| TASK OBJECTIVE |
Records follow. Select each line holding "woman".

| DATA FOR THIS EXERCISE |
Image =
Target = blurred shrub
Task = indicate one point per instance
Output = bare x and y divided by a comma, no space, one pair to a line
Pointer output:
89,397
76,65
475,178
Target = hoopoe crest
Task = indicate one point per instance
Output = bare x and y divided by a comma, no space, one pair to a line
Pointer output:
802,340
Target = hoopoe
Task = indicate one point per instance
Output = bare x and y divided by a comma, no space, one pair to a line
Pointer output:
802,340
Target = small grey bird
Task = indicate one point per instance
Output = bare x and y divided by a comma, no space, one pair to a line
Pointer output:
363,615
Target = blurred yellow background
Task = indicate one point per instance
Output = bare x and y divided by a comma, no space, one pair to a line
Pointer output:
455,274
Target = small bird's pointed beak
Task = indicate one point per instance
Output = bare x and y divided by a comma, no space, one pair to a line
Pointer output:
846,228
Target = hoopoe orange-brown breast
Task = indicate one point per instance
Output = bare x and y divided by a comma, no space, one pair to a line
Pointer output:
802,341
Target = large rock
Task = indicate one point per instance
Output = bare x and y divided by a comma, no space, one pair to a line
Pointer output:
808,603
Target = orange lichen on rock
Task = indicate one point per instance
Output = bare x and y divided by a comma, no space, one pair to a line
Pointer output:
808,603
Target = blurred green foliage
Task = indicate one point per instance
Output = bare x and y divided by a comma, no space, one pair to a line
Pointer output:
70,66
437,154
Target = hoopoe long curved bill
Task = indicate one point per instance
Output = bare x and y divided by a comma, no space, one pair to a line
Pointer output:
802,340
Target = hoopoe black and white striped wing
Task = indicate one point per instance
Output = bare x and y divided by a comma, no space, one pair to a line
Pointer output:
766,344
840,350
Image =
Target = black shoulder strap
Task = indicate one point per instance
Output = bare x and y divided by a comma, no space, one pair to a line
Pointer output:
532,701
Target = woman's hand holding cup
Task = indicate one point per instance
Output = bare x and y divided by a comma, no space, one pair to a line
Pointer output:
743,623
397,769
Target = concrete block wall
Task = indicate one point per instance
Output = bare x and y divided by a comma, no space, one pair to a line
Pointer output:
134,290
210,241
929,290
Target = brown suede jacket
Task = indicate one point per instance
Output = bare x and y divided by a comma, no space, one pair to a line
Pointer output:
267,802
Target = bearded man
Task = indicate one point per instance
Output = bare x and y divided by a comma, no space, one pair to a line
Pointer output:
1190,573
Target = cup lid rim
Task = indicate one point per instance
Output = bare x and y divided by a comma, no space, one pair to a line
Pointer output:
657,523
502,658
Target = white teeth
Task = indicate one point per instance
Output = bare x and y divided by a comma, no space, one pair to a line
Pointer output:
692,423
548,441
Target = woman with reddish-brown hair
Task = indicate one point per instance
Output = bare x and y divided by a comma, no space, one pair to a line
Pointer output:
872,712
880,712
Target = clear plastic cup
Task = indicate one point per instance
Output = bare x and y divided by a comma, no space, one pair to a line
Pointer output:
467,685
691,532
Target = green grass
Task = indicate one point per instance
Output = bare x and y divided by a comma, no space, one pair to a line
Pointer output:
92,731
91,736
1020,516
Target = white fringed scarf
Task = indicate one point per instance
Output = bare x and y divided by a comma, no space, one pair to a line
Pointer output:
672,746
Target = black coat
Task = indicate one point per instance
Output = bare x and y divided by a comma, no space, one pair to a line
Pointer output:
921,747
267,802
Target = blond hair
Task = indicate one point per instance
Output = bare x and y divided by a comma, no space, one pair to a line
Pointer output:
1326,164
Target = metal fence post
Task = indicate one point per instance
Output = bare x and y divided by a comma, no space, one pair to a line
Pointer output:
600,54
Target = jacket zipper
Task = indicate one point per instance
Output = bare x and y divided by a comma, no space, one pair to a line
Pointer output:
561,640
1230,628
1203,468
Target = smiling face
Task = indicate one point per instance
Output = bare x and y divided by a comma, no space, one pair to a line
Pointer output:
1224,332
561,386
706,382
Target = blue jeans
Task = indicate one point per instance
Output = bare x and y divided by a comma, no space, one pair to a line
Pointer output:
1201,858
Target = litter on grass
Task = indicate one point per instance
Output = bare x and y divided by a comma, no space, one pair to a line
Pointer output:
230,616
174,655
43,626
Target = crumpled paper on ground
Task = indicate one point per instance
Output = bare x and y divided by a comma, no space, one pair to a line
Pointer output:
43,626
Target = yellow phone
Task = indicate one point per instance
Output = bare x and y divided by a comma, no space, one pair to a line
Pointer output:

| RESULT OF THIS TASK |
Target = woman's hand holding cup
Target = woman with reddish-brown hair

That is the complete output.